**AIM OF THE TASK:** Please copy out all the items below, swapping every "instance" for "object" and leaving everything else the same.

**RAW RECORDS:**
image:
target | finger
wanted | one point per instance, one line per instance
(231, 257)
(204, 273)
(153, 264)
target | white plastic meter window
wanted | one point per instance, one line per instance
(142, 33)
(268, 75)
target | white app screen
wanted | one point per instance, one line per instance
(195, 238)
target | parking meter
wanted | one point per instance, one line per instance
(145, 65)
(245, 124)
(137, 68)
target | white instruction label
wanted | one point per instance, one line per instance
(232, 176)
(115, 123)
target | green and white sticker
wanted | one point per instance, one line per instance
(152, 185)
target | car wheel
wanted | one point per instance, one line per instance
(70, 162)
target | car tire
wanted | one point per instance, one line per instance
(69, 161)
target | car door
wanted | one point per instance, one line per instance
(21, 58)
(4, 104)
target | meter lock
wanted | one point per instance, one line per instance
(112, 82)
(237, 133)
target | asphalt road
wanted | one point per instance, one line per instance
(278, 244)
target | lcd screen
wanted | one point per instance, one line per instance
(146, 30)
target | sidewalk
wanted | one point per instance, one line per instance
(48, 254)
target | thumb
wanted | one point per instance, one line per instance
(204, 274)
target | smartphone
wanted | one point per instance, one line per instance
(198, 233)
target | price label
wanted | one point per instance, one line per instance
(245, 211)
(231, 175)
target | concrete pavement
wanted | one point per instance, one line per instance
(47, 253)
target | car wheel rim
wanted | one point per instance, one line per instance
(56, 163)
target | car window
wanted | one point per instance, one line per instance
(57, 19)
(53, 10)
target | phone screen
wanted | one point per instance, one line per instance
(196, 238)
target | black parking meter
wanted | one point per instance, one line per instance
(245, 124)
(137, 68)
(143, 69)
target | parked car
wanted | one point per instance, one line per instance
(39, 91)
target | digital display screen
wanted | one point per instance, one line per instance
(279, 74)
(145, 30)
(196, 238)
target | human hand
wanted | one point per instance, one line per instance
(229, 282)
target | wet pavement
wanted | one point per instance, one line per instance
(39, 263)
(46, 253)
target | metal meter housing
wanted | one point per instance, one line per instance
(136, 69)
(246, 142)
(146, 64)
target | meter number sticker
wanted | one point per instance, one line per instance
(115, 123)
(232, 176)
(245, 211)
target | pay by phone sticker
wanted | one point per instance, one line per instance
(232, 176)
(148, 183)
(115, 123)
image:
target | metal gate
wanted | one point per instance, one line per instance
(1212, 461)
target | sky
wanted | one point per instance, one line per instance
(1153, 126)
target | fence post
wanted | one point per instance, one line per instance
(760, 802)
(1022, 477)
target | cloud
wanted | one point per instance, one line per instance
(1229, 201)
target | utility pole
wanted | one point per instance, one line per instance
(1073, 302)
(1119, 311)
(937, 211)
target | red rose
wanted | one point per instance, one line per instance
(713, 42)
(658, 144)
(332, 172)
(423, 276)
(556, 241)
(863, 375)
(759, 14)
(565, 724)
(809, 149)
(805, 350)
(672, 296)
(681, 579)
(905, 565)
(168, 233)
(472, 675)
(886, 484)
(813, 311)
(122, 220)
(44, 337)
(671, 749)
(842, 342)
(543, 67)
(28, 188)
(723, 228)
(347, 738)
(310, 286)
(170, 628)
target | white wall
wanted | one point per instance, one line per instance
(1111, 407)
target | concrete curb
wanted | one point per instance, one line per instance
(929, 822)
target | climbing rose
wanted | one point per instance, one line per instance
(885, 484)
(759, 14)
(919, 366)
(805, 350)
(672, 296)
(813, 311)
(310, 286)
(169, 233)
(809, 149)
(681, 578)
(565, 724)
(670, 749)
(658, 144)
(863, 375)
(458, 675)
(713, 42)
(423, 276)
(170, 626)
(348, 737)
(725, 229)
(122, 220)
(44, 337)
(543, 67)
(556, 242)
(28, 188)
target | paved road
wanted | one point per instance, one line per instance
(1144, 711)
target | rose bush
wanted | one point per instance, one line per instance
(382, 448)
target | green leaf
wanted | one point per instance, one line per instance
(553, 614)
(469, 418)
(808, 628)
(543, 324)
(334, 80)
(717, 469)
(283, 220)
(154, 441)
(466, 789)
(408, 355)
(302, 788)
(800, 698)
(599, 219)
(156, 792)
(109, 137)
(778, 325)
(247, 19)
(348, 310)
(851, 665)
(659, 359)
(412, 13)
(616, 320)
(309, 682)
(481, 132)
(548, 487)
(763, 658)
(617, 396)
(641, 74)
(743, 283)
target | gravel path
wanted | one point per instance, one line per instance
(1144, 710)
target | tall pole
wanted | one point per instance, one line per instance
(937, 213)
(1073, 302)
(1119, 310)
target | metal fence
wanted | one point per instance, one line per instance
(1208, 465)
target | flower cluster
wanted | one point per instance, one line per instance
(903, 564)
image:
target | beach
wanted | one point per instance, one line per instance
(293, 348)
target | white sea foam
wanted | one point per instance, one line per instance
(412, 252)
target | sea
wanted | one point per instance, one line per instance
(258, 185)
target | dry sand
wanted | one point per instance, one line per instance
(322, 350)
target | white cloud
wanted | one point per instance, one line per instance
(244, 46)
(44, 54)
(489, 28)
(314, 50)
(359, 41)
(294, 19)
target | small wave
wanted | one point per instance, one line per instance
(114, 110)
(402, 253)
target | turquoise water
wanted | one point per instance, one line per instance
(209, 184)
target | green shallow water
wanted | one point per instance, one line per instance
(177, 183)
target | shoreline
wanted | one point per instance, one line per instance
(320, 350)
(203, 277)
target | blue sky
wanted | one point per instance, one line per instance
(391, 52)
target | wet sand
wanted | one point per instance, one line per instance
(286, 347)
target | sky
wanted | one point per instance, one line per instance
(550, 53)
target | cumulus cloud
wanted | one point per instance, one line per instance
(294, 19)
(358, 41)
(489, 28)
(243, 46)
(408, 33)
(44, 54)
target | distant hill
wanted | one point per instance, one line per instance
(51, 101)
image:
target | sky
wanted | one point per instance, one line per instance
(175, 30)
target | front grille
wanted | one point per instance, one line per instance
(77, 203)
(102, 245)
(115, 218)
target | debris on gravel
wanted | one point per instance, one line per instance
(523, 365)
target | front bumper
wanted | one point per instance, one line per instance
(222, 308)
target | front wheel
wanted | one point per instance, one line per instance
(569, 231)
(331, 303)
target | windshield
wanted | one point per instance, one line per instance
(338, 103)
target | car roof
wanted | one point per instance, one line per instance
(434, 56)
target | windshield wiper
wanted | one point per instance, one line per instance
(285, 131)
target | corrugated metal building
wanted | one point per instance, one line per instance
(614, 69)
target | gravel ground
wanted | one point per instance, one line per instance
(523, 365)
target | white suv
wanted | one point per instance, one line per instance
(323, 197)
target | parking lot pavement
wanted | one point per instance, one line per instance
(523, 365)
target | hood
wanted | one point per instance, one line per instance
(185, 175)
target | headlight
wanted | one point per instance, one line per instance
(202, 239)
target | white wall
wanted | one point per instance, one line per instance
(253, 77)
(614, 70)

**FULL ANSWER:**
image:
target | finger
wanted | one point per object, one line per object
(231, 257)
(204, 273)
(153, 264)
target | white plastic meter window
wanted | one point per object, one line per object
(142, 33)
(268, 75)
target | white app screen
wanted | one point per object, one line per object
(195, 238)
target | parking meter
wanted | one point per object, one line per object
(145, 65)
(245, 124)
(137, 68)
target | white instruction label
wanted | one point per object, one line per object
(232, 176)
(115, 123)
target | green and white sticker
wanted | one point per object, one line per object
(152, 185)
target | car wheel
wanted | one point per object, one line per object
(70, 162)
target | car tire
wanted | one point per object, one line per object
(69, 161)
target | car door
wanted | one point per object, one line per object
(21, 58)
(4, 104)
target | meter lock
wanted | one point per object, one line per object
(112, 82)
(237, 133)
target | asphalt road
wanted | one point per object, one line per object
(278, 244)
target | lcd screen
wanted | one point per object, one line per object
(146, 30)
target | sidewalk
wanted | one point per object, one line per object
(48, 254)
target | thumb
wanted | one point per object, one line per object
(204, 274)
target | smartphone
wanted | one point per object, one line per object
(198, 233)
target | price label
wanted | one point per object, one line per object
(245, 211)
(231, 175)
target | concrete pavement
wanted | one point per object, one line per object
(47, 253)
target | car wheel rim
wanted | one point per object, one line per object
(56, 163)
target | car window
wanted | one point per object, one line per object
(57, 19)
(53, 10)
target | phone screen
wanted | one point per object, one line per object
(196, 238)
target | black parking meter
wanted | one point per object, one line per object
(245, 124)
(137, 68)
(143, 69)
target | parked car
wanted | one point per object, one line per object
(39, 91)
target | digital display screen
wanted | one point per object, one line per object
(279, 74)
(145, 30)
(196, 238)
target | human hand
wanted | one point per object, one line per object
(229, 282)
target | wet pavement
wanted | one point per object, one line per object
(39, 263)
(46, 253)
target | metal meter housing
wanted | one point per object, one line per object
(136, 69)
(246, 142)
(146, 64)
target | meter number sticker
wanted | one point per object, one line per object
(115, 123)
(232, 176)
(245, 211)
target | pay by phone sticker
wanted | one point per object, one line per object
(232, 176)
(148, 183)
(115, 123)
image:
target | metal gate
wanted | one point per object, one line per object
(1212, 461)
target | sky
wanted | one point per object, one line per object
(1153, 126)
target | fence post
wanted | one point per object, one line per object
(760, 802)
(1022, 477)
target | cloud
wanted | one point per object, one line per object
(1229, 201)
target | utility pole
wanted | one point per object, one line per object
(1073, 302)
(1119, 311)
(937, 211)
target | red rose
wanted | one point per object, one line per object
(713, 42)
(658, 144)
(332, 172)
(423, 276)
(556, 241)
(863, 375)
(759, 14)
(565, 724)
(809, 149)
(805, 350)
(672, 296)
(681, 579)
(905, 565)
(168, 233)
(472, 675)
(886, 484)
(813, 311)
(122, 220)
(44, 337)
(671, 749)
(842, 342)
(543, 67)
(28, 188)
(723, 228)
(347, 738)
(310, 286)
(170, 628)
target | white wall
wanted | one point per object, one line per object
(1111, 407)
target | concrete curb
wanted | one point per object, one line per object
(929, 822)
target | climbing rose
wanted | one point per object, one line per object
(885, 484)
(759, 14)
(919, 366)
(805, 350)
(672, 296)
(813, 311)
(310, 286)
(169, 233)
(809, 149)
(681, 578)
(565, 724)
(670, 749)
(658, 144)
(863, 375)
(458, 675)
(713, 42)
(423, 276)
(170, 626)
(348, 737)
(725, 229)
(122, 220)
(44, 337)
(543, 67)
(556, 242)
(28, 188)
target | paved road
wanted | one point per object, one line per object
(1144, 711)
target | rose bush
wanted | one point per object, one line per object
(382, 448)
target | green leaf
wanted | one point per object, one line per object
(553, 614)
(469, 418)
(808, 628)
(543, 324)
(334, 80)
(717, 469)
(283, 220)
(154, 441)
(466, 789)
(408, 355)
(302, 788)
(800, 698)
(599, 219)
(156, 792)
(109, 137)
(778, 325)
(247, 19)
(348, 310)
(851, 665)
(659, 359)
(412, 13)
(616, 320)
(309, 682)
(481, 132)
(548, 487)
(763, 658)
(617, 396)
(641, 74)
(743, 283)
target | gravel path
wanted | one point per object, one line per object
(1144, 710)
target | tall pole
wanted | one point per object, one line per object
(937, 213)
(1073, 302)
(1119, 310)
target | metal fence
wanted | one point per object, one line per object
(1208, 465)
target | flower cluster
wanted | one point per object, one line per object
(903, 564)
image:
target | beach
wanted | one point per object, one line per object
(293, 348)
target | white sea foam
wanted | one point per object, one line per object
(412, 252)
target | sea
wanted | one point per object, one line per object
(258, 185)
target | dry sand
wanted | one point per object, one line per object
(322, 350)
target | white cloud
wanted | one point per object, one line per object
(244, 46)
(44, 54)
(489, 28)
(314, 50)
(359, 41)
(294, 19)
target | small wave
wanted | one point per object, one line per object
(114, 110)
(402, 253)
target | turquoise water
wanted | one point per object, one line per object
(209, 184)
target | green shallow water
wanted | one point per object, one line per object
(177, 183)
target | shoreline
wanted | one point per object, one line per object
(320, 350)
(203, 277)
target | blue sky
wanted | one point per object, one line per object
(391, 52)
target | wet sand
wanted | one point per object, one line per object
(286, 347)
target | sky
wanted | one point per object, one line per object
(550, 53)
target | cumulus cloud
wanted | one point per object, one line per object
(294, 19)
(358, 41)
(489, 28)
(243, 46)
(408, 33)
(44, 54)
target | distant hill
wanted | one point per object, one line per object
(51, 101)
image:
target | sky
wanted | one point per object, one line per object
(175, 30)
target | front grille
wanted | one point per object, one line per object
(77, 203)
(102, 245)
(115, 218)
target | debris on gravel
wanted | one point per object, one line per object
(523, 365)
target | front bumper
wanted | one point per object, one line per object
(222, 308)
target | front wheel
wanted | one point per object, one line per object
(569, 231)
(331, 303)
target | windshield
wanted | one point per object, one line per object
(338, 103)
target | car roof
wanted | one point per object, one line per object
(434, 56)
target | windshield wiper
wanted | one point per object, one line per object
(285, 131)
target | corrugated metal building
wanted | one point per object, one line per object
(614, 69)
target | gravel ground
wanted | one point per object, one line per object
(523, 365)
target | white suv
wanted | one point per object, one line per object
(323, 197)
target | parking lot pavement
wanted | one point per object, one line per object
(523, 365)
target | hood
wanted | one point per object, one line per object
(185, 175)
target | headlight
wanted | one point per object, one line per object
(202, 239)
target | white wall
wanted | one point per object, one line per object
(253, 77)
(614, 70)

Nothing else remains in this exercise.